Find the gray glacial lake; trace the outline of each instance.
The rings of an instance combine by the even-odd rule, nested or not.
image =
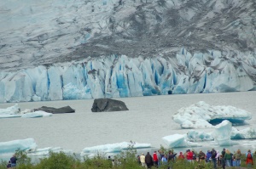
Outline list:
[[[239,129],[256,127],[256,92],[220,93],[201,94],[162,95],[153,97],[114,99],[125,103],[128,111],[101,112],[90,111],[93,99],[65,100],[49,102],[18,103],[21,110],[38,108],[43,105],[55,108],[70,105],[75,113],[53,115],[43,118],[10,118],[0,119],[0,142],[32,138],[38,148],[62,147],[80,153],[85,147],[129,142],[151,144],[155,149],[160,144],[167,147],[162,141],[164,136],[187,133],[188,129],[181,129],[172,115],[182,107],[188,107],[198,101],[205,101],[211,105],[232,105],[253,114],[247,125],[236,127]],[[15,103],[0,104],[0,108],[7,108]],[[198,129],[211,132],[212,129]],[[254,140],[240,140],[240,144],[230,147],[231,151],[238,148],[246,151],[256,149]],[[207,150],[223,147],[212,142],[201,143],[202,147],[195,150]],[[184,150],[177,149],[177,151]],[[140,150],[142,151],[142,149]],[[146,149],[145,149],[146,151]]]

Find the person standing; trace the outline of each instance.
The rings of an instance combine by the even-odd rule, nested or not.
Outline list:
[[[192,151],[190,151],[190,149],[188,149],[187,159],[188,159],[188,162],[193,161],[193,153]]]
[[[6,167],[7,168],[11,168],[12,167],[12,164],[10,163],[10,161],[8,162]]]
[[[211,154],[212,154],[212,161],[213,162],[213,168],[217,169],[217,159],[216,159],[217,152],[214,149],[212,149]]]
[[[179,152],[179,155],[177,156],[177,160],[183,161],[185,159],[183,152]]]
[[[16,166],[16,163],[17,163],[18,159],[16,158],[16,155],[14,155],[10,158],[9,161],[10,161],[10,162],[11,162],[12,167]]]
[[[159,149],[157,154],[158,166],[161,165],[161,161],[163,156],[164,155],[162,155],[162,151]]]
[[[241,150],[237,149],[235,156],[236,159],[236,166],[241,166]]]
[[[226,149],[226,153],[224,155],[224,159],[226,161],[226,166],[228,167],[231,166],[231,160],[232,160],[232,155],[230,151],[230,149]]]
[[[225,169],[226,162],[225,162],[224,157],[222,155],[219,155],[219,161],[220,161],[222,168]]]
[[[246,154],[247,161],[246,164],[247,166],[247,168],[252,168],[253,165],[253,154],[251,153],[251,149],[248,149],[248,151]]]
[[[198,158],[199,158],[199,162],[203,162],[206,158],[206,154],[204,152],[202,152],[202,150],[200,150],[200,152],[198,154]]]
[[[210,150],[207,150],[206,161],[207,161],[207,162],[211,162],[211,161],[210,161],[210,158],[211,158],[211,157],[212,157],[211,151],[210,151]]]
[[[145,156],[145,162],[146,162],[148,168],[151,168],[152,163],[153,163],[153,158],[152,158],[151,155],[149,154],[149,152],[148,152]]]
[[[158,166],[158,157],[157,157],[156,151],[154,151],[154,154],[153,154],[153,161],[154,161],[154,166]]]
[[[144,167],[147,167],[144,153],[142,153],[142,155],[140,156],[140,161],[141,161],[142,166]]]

□ □ □ □

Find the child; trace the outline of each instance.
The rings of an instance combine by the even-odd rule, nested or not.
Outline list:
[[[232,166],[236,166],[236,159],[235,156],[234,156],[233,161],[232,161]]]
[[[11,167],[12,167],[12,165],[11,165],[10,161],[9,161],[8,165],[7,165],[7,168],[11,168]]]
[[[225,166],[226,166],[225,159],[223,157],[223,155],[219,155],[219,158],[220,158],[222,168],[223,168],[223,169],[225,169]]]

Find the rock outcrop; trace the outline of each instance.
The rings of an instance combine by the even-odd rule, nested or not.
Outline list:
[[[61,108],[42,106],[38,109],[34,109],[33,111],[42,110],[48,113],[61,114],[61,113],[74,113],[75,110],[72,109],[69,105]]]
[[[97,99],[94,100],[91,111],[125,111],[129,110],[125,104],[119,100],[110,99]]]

□ □ □ □

Turn the stretch from the line containing "Find the person" through the line containing "[[[241,150],[237,149],[235,156],[236,159],[236,166],[241,166]]]" into a Markdown table with two columns, Row and Line. Number the rows from 1 and leave out any blank lines.

| Row | Line |
|---|---|
| 1 | Find the person standing; trace the outline of each instance. |
| 2 | The rings of an instance combine by the even-odd rule, nested or not. |
| 3 | Outline list: |
| 4 | [[[192,151],[190,151],[190,149],[188,149],[187,159],[188,159],[188,162],[193,161],[193,153]]] |
| 5 | [[[6,167],[7,168],[11,168],[12,167],[12,164],[10,163],[10,161],[8,162]]] |
| 6 | [[[211,154],[212,154],[212,161],[213,162],[213,168],[217,169],[217,159],[216,159],[217,152],[214,149],[212,149]]] |
| 7 | [[[179,152],[179,155],[177,156],[177,160],[183,161],[185,159],[183,152]]] |
| 8 | [[[16,166],[16,163],[17,163],[18,159],[16,158],[16,155],[14,155],[10,158],[9,161],[10,161],[10,162],[11,162],[12,167]]] |
| 9 | [[[159,149],[157,154],[158,166],[161,165],[161,161],[163,156],[164,155],[162,155],[162,151]]] |
| 10 | [[[241,150],[237,149],[235,156],[236,159],[236,166],[241,166]]] |